- WORK REQUEST: Whenever a line in the entries below contains the string "chimney", copy that line.

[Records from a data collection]

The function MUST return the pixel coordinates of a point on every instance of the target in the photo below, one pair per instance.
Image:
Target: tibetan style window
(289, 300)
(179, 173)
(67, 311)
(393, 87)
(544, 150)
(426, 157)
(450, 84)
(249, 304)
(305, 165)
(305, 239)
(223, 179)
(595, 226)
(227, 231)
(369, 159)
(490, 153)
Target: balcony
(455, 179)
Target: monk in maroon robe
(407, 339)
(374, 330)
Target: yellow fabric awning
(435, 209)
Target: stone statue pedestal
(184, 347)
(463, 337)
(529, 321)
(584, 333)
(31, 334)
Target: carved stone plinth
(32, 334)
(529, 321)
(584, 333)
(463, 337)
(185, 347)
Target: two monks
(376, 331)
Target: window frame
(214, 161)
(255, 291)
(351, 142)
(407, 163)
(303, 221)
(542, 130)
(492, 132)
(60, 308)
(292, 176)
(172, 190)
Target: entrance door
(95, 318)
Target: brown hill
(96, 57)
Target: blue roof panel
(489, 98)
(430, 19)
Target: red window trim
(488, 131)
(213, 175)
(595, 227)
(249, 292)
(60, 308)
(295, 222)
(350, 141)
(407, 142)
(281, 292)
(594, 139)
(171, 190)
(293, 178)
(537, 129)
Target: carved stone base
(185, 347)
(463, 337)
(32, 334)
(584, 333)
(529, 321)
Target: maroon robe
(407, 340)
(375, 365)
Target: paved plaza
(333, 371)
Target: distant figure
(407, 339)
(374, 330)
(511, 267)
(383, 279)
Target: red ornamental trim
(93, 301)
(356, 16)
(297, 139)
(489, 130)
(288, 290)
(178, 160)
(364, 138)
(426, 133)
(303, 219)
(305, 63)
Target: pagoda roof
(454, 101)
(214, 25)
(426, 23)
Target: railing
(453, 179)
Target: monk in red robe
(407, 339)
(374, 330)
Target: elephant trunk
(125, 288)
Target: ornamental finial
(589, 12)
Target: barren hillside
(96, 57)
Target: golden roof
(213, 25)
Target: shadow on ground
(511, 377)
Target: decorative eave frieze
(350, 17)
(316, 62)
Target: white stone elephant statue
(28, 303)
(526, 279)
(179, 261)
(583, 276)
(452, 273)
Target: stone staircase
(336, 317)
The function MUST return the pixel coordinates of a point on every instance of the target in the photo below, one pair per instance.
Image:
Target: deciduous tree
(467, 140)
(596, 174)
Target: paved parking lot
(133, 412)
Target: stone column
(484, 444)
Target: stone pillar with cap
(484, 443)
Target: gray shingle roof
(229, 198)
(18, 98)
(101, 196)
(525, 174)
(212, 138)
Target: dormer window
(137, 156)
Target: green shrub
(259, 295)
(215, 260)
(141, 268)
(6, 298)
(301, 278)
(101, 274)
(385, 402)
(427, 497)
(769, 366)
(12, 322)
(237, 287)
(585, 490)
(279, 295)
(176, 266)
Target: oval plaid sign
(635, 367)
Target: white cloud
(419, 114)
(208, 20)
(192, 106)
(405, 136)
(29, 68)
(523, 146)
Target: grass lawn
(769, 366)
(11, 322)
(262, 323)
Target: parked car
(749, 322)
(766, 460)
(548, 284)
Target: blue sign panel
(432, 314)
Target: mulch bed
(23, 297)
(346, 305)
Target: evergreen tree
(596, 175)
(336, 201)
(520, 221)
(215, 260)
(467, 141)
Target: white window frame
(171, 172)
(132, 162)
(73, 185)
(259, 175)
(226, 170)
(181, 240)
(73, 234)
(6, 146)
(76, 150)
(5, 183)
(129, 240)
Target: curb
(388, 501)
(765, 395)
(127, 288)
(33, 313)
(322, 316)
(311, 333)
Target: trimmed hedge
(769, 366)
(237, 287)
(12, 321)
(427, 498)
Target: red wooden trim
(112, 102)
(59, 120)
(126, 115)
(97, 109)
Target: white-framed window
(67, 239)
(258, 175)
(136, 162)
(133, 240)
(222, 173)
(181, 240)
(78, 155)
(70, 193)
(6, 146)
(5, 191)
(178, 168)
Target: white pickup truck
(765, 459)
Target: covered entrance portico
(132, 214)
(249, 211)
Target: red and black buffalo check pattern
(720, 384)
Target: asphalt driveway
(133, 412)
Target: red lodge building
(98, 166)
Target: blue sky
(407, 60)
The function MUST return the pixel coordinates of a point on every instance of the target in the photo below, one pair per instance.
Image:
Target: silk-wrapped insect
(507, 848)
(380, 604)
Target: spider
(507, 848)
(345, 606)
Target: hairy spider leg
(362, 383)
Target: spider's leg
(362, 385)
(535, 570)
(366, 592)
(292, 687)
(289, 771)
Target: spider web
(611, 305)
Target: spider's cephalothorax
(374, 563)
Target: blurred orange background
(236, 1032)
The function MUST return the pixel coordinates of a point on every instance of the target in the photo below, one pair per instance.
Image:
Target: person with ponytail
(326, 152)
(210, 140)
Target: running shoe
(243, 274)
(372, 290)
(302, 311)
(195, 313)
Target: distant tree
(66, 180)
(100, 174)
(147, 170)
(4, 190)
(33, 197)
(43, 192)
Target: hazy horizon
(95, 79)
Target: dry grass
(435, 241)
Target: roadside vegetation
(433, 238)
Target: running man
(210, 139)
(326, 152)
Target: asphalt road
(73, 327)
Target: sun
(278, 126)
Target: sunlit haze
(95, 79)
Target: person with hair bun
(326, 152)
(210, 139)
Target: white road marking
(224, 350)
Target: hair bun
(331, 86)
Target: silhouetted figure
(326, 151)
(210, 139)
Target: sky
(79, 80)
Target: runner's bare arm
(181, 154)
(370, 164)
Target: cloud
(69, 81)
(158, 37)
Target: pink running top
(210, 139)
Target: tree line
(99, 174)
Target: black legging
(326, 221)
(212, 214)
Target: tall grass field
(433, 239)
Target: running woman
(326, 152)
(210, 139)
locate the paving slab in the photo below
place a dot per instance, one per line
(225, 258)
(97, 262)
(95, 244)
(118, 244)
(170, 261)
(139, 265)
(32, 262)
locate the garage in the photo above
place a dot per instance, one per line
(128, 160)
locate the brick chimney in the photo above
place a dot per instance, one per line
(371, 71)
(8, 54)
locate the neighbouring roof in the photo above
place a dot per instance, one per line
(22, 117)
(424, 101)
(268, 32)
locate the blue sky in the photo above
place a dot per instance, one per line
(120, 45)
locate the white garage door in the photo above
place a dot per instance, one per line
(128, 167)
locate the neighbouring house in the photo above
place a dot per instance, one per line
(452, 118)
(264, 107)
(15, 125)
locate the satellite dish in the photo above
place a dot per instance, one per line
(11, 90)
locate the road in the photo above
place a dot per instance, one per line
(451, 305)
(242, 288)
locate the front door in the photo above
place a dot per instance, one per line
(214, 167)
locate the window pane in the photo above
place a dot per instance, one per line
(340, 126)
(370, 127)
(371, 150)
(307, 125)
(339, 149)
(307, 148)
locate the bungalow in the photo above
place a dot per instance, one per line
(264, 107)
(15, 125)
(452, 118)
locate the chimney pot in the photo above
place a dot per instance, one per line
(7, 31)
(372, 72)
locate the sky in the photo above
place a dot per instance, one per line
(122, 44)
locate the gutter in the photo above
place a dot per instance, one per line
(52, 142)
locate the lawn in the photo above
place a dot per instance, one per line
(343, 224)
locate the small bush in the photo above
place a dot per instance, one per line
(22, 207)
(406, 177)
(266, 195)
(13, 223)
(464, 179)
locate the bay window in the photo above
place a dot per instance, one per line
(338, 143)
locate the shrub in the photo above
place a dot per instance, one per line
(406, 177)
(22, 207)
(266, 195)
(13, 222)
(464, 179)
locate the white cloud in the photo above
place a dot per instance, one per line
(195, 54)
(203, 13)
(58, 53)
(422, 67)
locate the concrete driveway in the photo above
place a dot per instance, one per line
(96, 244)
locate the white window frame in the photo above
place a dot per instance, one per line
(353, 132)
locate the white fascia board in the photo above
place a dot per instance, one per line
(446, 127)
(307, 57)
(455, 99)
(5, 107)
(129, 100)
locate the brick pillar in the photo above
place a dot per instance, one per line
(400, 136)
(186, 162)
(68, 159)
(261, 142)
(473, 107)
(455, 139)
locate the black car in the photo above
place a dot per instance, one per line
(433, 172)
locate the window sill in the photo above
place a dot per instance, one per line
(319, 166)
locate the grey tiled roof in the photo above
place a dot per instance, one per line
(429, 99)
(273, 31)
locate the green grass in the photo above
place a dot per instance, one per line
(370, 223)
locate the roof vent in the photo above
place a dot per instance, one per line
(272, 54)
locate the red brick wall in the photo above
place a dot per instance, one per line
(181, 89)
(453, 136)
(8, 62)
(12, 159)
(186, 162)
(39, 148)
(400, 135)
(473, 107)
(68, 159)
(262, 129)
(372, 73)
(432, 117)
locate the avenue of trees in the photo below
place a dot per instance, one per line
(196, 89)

- WRITTEN ANSWER:
locate the brick chimney in the photo above
locate the chimney pot in the photo above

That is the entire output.